# Prompt a
Transcribe the passage on the vocal modulation task, starting at "All talkers were" and ending at "each expressed trait.".
---------- Excerpt ----------
Vocal modulation task

All talkers were asked to read a list of sentences, while expressing six social traits: attractiveness, likeability, hostility, intelligence, confidence and dominance (for instructions and definitions of all social traits, see Online Supplementary Materials (OSM) S1). We additionally recorded non-modulated (neutral) voices as a baseline condition before recording modulated voice samples. The sentences used for all social traits (and the neutral condition) consisted of three semantically neutral German sentences (English translations: “There are many bridges in Paris” / “Many flowers bloom in July” / “Bears eat a lot of honey”), which were paired with each expressed trait.

Talkers recorded sentences first in their neutral voice, followed by recordings where talkers modulated their voice along the six social traits. Within each recording trial participants saw the target trait (‘neutral’ in the first part, or a given social trait in the social vocal modulation task) and the exemplar sentence on the screen, together with a cue informing them when to speak (see Fig. 1A). At the beginning of each recording trial, participants had 2 s to prepare, after which the speech cue changed its color to green, marking the start of the recording. After 4 s, the speech cue turned back to red, indicating the end of the recording. Participants were then presented with a visual analogue scale to rate how much they thought they sounded like the target trait in the preceding recording trial (see Fig. 1B). The response scale ranged from ‘not at all [trait]’ (= 0) to ‘very [trait]’ (= 100). Each social trait × sentence combination was repeated in four subsequent trials. Thus, talkers produced 72 sentences (6 social traits × 3 sentences × 4 repetitions), which took approximately 30 min to complete. Visual cues were presented using the Psychophysics toolbox (Brainard, 1997; Kleiner et al., 2007) in MATLAB (version 2016a, the Mathworks, Natick, MA, USA). Recordings were obtained on a RØDE NT1-A 1 cardioid condenser microphone (Silverwater, Sydney, NSW, Australia) in an anechoic-chamber.

Fig. 1
figure 1

Example trial structure for the paradigms used in Experiments 13. (A) Example trial for the voice recordings (Experiment 1). (B) Example trial structure for the rating task, in which listeners rated how well they thought a voice expressed a specific trait (Experiment 1). (C) Example trial for the three-way forced-choice paradigm for Experiment 2, in which listeners picked the voice that they thought best expressed a specific trait out of three voice options. (D) Example trial for the three-way force-choice paradigm in Experiment 3, in which listeners picked the voice that they thought was most suitable for a real-life scenario

Based on these performance ratings obtained after each recording, we selected one representative recording per participant for each trait condition that had received the participant’s own maximal intensity rating for that trait and neutral voice recording. In cases where multiple recordings had the same maximal rating, we selected one recording at random.
----------
# Prompt b
Pick out every line of the listing that contains the word "wall", and copy each one. Case counts.
---------- The data ----------
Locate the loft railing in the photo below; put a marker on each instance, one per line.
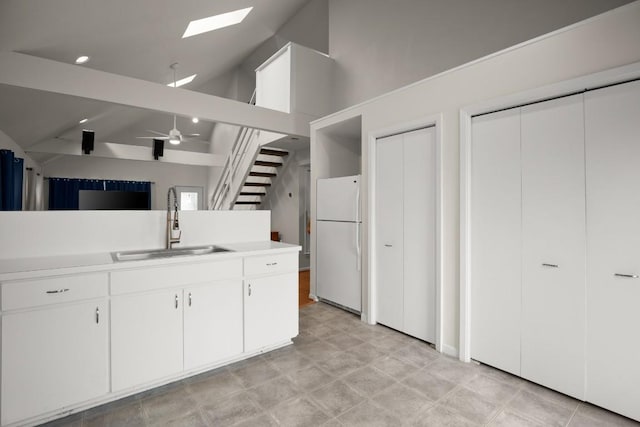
(229, 175)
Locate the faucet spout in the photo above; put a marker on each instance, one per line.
(173, 225)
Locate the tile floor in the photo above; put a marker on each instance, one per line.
(342, 372)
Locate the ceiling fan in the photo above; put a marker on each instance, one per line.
(174, 136)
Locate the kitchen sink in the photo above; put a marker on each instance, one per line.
(166, 253)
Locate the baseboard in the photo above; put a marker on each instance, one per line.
(450, 350)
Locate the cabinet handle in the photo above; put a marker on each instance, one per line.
(58, 291)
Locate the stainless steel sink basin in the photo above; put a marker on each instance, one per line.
(166, 253)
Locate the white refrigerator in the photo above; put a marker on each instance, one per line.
(338, 241)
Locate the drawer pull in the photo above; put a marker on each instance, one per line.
(627, 276)
(58, 291)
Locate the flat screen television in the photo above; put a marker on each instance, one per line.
(113, 200)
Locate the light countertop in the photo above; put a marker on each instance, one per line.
(21, 268)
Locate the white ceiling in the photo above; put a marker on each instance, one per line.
(134, 38)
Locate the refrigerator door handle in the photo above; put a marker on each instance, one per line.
(358, 257)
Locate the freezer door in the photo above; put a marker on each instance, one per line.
(338, 199)
(338, 263)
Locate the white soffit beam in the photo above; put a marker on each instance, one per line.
(18, 69)
(113, 150)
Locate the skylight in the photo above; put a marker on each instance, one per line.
(183, 82)
(216, 22)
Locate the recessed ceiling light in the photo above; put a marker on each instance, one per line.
(216, 22)
(183, 82)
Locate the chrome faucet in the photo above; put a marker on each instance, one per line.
(173, 226)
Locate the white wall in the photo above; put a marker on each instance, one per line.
(381, 45)
(164, 175)
(6, 143)
(604, 42)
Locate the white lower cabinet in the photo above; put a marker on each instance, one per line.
(270, 310)
(212, 323)
(146, 337)
(53, 357)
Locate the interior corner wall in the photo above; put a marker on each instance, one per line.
(163, 175)
(382, 45)
(604, 42)
(7, 143)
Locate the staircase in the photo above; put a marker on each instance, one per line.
(261, 176)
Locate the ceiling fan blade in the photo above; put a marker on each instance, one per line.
(157, 133)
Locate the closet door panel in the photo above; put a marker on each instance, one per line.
(553, 234)
(496, 240)
(613, 229)
(419, 234)
(389, 232)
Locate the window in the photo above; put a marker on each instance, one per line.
(189, 198)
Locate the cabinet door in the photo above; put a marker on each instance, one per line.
(270, 310)
(553, 233)
(419, 223)
(146, 338)
(212, 323)
(496, 240)
(52, 358)
(613, 229)
(389, 232)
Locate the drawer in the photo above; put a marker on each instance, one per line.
(268, 264)
(175, 275)
(55, 290)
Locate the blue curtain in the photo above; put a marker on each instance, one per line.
(64, 192)
(11, 179)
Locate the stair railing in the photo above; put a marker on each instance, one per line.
(231, 165)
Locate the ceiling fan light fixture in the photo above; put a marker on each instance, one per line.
(82, 59)
(182, 82)
(215, 22)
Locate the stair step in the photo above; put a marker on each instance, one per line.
(265, 163)
(263, 174)
(271, 152)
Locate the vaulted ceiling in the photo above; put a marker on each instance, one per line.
(138, 39)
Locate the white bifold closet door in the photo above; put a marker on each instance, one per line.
(553, 244)
(405, 233)
(613, 230)
(496, 240)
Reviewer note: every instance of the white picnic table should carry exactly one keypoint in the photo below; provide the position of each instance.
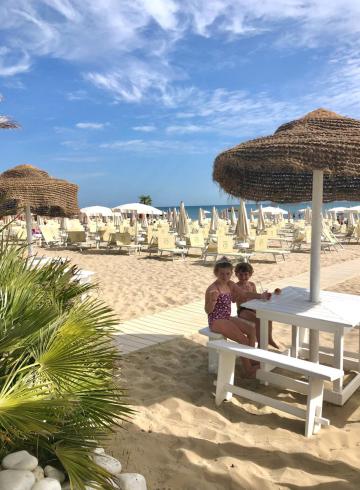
(337, 313)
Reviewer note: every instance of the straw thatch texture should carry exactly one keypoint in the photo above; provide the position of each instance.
(47, 196)
(279, 167)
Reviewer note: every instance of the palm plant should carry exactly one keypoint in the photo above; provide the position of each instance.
(145, 199)
(58, 393)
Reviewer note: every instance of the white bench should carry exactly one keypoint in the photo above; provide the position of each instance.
(316, 374)
(213, 355)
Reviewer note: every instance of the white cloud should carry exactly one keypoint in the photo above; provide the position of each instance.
(89, 125)
(157, 146)
(146, 129)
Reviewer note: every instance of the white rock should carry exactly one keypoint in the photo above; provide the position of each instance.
(52, 472)
(109, 463)
(38, 472)
(47, 484)
(99, 450)
(16, 480)
(131, 481)
(21, 460)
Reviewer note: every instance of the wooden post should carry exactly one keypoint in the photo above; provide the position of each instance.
(316, 229)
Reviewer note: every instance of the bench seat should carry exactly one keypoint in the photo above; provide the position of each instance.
(316, 374)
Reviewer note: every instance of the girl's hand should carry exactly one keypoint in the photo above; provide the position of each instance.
(266, 295)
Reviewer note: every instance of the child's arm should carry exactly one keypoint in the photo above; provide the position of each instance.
(211, 297)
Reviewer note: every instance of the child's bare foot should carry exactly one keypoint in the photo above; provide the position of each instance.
(273, 343)
(251, 373)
----------
# Correct output a
All talkers were asked to read a list of sentences, while expressing six social traits: attractiveness, likeability, hostility, intelligence, confidence and dominance (for instructions and definitions of all social traits, see Online Supplementary Materials (OSM) S1). We additionally recorded non-modulated (neutral) voices as a baseline condition before recording modulated voice samples. The sentences used for all social traits (and the neutral condition) consisted of three semantically neutral German sentences (English translations: “There are many bridges in Paris” / “Many flowers bloom in July” / “Bears eat a lot of honey”), which were paired with each expressed trait.

# Correct output b
Locate the white wall in the photo above; put a marker on each instance, one per line.
Locate the interior corner wall in the photo above; put a marker on each instance, one per line.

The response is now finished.